■ Exercise:
Go through the entries below and give the number of lines that have the string "eyebrow", and only that.

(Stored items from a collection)
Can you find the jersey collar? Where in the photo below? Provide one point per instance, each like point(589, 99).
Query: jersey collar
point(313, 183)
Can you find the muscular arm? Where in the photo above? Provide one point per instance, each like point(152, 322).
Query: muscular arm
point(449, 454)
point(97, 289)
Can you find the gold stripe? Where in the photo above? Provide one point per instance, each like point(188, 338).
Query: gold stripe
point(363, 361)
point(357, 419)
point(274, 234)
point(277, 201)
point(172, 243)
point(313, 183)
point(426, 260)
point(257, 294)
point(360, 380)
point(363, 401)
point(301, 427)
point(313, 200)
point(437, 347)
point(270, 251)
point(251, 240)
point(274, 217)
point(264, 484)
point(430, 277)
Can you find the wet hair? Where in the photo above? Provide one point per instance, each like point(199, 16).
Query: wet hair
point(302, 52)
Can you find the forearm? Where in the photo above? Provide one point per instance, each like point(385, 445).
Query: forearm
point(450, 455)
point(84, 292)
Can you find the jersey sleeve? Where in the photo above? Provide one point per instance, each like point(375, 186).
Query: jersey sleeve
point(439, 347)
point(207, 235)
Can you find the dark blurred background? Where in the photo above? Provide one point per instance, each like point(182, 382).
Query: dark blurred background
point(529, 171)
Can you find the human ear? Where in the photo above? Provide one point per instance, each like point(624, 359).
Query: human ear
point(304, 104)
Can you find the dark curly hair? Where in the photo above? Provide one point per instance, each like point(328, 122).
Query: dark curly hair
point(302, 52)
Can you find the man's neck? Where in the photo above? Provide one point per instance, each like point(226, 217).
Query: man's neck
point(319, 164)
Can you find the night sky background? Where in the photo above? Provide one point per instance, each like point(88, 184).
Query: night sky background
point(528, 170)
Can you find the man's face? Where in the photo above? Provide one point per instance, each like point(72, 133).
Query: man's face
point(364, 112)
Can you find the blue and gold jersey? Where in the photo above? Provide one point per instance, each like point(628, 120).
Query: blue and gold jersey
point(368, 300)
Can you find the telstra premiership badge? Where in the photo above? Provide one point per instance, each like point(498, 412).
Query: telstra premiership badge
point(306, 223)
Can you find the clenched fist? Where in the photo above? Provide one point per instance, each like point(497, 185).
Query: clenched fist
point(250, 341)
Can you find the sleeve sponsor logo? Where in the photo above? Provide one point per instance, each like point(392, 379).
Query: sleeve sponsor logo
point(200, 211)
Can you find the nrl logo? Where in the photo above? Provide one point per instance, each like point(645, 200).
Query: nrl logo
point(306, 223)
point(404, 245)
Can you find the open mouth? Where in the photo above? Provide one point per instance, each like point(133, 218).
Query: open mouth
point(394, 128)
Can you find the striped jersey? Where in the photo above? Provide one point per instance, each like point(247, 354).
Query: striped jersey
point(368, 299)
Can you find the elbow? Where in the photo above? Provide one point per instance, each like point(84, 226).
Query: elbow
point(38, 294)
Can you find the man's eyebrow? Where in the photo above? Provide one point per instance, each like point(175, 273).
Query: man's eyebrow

■ Answer space:
2